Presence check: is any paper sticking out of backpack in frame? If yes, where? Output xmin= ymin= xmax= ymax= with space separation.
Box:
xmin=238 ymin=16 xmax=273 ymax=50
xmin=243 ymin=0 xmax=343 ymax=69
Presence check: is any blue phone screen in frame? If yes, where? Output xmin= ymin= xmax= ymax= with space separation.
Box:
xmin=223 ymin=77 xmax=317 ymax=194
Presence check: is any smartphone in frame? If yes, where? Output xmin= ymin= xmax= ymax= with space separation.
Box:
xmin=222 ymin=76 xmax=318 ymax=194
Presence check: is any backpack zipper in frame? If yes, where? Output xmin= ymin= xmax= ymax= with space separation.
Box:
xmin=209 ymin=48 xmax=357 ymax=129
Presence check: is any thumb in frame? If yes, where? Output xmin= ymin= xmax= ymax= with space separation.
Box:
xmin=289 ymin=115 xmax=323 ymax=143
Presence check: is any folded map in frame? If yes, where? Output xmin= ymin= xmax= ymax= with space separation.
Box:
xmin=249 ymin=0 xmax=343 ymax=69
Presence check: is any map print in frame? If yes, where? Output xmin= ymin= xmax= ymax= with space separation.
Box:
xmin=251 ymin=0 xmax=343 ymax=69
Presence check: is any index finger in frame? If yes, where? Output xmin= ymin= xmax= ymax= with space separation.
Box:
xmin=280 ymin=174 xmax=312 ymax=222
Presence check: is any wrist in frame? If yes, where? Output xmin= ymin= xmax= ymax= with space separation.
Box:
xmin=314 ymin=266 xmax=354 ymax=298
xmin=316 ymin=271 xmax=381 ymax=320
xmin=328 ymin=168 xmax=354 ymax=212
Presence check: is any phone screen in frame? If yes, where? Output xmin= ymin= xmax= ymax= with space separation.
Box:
* * * * * * *
= YOUR OBJECTIVE =
Make sure that every entry above is copied out exactly as it stands.

= ANSWER BOX =
Presence check: is any paper sticking out of backpack in frame? If yes, where? Output xmin= ymin= xmax= ymax= with space separation.
Box:
xmin=238 ymin=16 xmax=273 ymax=50
xmin=243 ymin=0 xmax=343 ymax=69
Presence check: is any blue phone screen in frame? If yes, where? Output xmin= ymin= xmax= ymax= with space separation.
Box:
xmin=223 ymin=77 xmax=317 ymax=194
Presence check: is any smartphone in frame? If yes, where? Output xmin= ymin= xmax= ymax= with space separation.
Box:
xmin=222 ymin=76 xmax=318 ymax=194
Presence check: is any backpack zipper in frame? If yes, where? Output xmin= ymin= xmax= ymax= with space separation.
Box:
xmin=209 ymin=48 xmax=357 ymax=129
Presence check: is any thumb in frame? If yes, where? Output xmin= ymin= xmax= ymax= with space separation.
Box:
xmin=289 ymin=115 xmax=323 ymax=143
Presence check: is any folded map in frame? If yes, where? Output xmin= ymin= xmax= ymax= with space separation.
Box:
xmin=249 ymin=0 xmax=343 ymax=69
Presence check: is any map print in frame? If yes, where? Output xmin= ymin= xmax= ymax= with space separation.
Box:
xmin=251 ymin=0 xmax=343 ymax=69
Presence check: is any index finger in frame? If yes, where? Output xmin= ymin= xmax= ymax= with space separation.
Box:
xmin=280 ymin=174 xmax=312 ymax=222
Presence check: is any wrist in frame? If yes, where? Output xmin= ymin= xmax= ymax= with space separation.
Box:
xmin=314 ymin=266 xmax=354 ymax=298
xmin=316 ymin=271 xmax=381 ymax=320
xmin=328 ymin=168 xmax=354 ymax=212
Presence check: is any phone screen in frame? If yes, where? Output xmin= ymin= xmax= ymax= with space separation.
Box:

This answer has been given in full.